▸ **Your objective**
Where "query" occurs in a line of the entries below, copy that line.

(Data extracted from a collection)
##########
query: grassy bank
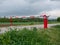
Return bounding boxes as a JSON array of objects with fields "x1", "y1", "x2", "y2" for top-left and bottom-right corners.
[
  {"x1": 0, "y1": 25, "x2": 60, "y2": 45},
  {"x1": 0, "y1": 21, "x2": 59, "y2": 26}
]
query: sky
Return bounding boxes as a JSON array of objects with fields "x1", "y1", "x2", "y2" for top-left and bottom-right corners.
[{"x1": 0, "y1": 0, "x2": 60, "y2": 18}]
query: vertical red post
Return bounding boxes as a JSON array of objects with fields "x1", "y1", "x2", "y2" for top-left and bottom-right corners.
[
  {"x1": 10, "y1": 16, "x2": 12, "y2": 26},
  {"x1": 43, "y1": 15, "x2": 48, "y2": 29}
]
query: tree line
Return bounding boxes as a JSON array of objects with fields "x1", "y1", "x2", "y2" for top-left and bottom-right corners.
[
  {"x1": 0, "y1": 17, "x2": 60, "y2": 22},
  {"x1": 0, "y1": 18, "x2": 43, "y2": 22}
]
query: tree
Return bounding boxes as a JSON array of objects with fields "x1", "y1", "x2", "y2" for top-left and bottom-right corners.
[{"x1": 57, "y1": 17, "x2": 60, "y2": 22}]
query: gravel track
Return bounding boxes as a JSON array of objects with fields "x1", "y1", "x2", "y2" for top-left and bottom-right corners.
[{"x1": 0, "y1": 23, "x2": 60, "y2": 33}]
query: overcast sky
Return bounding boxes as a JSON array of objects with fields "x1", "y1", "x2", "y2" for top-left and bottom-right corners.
[{"x1": 0, "y1": 0, "x2": 60, "y2": 18}]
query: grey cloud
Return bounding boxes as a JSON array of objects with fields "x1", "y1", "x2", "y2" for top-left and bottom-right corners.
[
  {"x1": 49, "y1": 1, "x2": 60, "y2": 10},
  {"x1": 25, "y1": 0, "x2": 45, "y2": 2},
  {"x1": 25, "y1": 0, "x2": 41, "y2": 3},
  {"x1": 0, "y1": 0, "x2": 60, "y2": 16},
  {"x1": 0, "y1": 0, "x2": 6, "y2": 4}
]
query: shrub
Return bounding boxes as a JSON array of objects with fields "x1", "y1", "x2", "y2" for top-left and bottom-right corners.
[
  {"x1": 57, "y1": 17, "x2": 60, "y2": 22},
  {"x1": 0, "y1": 28, "x2": 60, "y2": 45}
]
##########
▸ **Response to this task**
query: grassy bank
query: sky
query: vertical red post
query: tree line
query: tree
query: gravel track
query: overcast sky
query: grey cloud
query: shrub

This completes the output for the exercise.